--- START ITEMS ---
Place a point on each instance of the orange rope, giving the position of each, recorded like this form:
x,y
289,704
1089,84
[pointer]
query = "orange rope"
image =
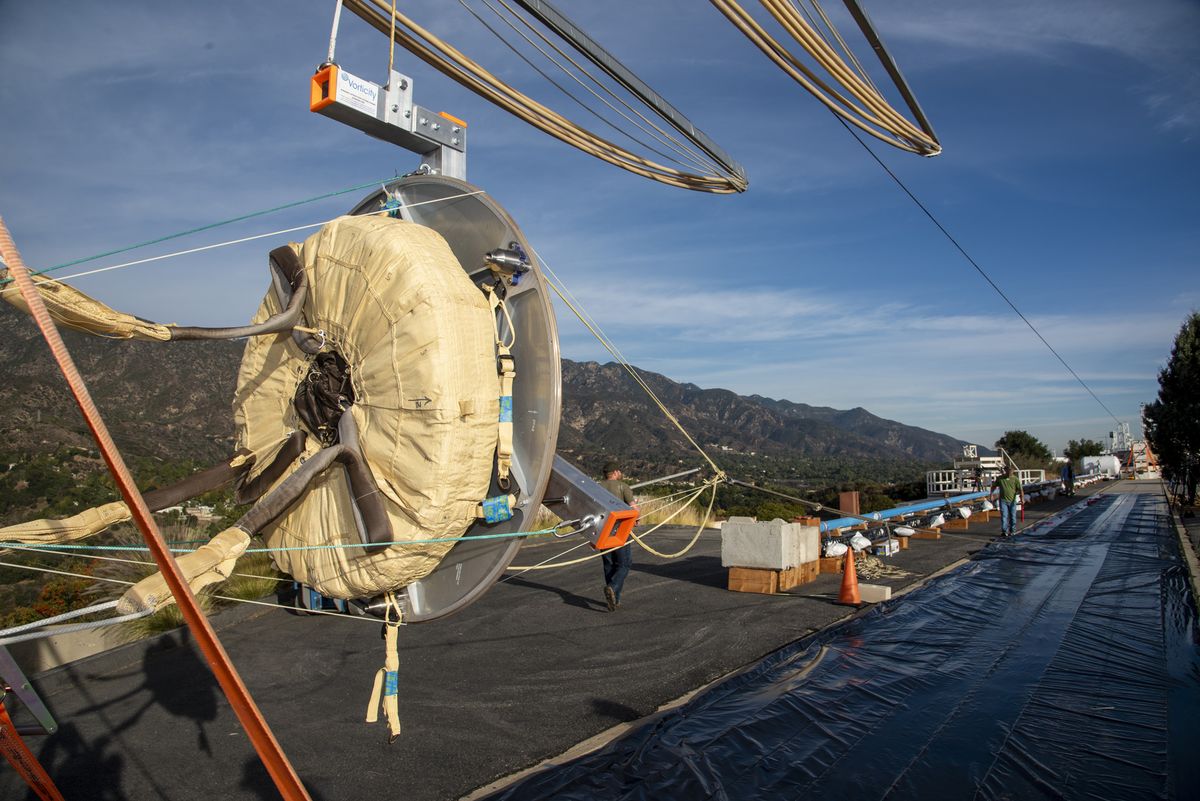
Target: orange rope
x,y
268,747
--- END ITEMS ---
(WORK TO DO): Quote all of the data above word for word, leaving out the pictures.

(REPLY TO THE EXERCISE):
Place a point on each instance of the orange rope, giving the position of each, recorded like this form:
x,y
289,704
1089,84
[pointer]
query = "orange rope"
image =
Target: orange rope
x,y
268,747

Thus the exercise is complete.